__Texto__:
▽

Por una parte, la fiesta; por la otra, la heroicidad. Esas fueron las dos brechas posibles del nuevo cine cubano, como bien ha anotado Michael Chanan en su ya canónico libro. El ICAIC privilegió una en detrimento de la otra. Esa necesidad de propagar la mistificación del triunfo revolucionario, fue la que condujo más tarde a la censura del documental PM. Mientras se entroniza a Santiago Álvarez, se parametra a Guillén Landrián. 

Bajo esta lógica creció el metarrelato llamado ICAIC, y su punto de partida, su “kilómetro cero”, fue Historias de la Revolución. Allí se elaboró un pasado heroico, a la vez que se pautaba un camino hacia el horizonte, un manual de instrucciones infalible.

△

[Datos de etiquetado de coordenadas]
▽

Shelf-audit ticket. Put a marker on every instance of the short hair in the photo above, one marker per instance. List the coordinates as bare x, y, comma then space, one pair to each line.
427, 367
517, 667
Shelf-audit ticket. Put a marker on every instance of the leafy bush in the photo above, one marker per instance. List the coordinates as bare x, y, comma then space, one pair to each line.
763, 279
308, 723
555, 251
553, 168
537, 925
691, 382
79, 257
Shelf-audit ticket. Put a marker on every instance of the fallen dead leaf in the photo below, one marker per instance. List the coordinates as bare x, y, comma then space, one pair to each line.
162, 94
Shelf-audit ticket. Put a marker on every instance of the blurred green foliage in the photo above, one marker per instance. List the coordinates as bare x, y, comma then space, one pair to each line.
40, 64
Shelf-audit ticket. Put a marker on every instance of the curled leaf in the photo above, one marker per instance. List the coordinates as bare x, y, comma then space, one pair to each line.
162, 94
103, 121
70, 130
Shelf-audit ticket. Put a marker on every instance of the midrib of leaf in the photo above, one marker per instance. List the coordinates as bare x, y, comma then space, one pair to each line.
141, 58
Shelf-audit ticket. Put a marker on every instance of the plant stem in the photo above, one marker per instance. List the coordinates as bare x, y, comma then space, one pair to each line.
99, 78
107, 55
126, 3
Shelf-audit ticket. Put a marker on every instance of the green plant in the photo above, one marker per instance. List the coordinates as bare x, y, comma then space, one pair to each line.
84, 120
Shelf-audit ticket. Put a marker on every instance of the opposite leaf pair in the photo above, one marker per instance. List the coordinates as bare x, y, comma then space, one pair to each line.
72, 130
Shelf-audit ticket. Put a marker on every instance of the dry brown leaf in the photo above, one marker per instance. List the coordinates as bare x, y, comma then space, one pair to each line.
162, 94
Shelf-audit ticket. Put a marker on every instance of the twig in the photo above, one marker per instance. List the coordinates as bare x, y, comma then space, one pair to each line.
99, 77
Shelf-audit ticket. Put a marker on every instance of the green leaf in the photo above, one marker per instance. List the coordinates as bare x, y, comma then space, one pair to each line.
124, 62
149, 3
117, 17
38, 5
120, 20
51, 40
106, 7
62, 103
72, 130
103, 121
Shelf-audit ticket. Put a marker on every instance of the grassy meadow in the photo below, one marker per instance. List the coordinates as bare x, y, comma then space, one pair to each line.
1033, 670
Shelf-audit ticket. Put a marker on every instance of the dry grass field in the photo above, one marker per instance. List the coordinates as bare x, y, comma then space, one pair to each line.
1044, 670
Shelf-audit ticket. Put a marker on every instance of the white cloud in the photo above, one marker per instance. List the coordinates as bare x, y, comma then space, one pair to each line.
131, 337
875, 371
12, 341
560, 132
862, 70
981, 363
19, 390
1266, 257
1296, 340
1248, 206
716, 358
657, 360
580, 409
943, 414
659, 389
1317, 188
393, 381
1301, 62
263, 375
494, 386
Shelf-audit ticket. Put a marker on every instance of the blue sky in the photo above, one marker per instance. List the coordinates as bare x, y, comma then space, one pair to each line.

△

__Ejercicio breve__:
Retoma el texto sobre el nuevo cine cubano y el ICAIC a partir de donde se interrumpe. Los datos no intervienen en este ejercicio.

__Resultado__:
Ya en el año setenta, desde la revista Pensamiento Crítico, un joven Heras León reactivaba la memoria de ese nacimiento con una evocación emotiva. La reivindicación iba de la mano de una coartada: aunque el cine cubano había producido obras maestras como Lucía, La muerte de un burócrata y Memorias del subdesarrollo, aquella pieza menor portaba algo más valioso que la técnica, los shots o la dirección de actores (esos son los elementos que enumera el crítico). Aquella película, escribía emocionado Eduardo Heras León, “reflejaba una verdad”. 

No se equivocaba el narrador, pues esa verdad estética todavía ensombrece la producción y distribución de un exiguo cine cubano que trata de zafarse, infructuosamente, de ese nefasto cordón umbilical. 

Todavía el Instituto Cubano del Arte e Industria Cinematográficos cree que la fantasía que emerge de su bautizo es la forma más eficaz para homenajear su legado.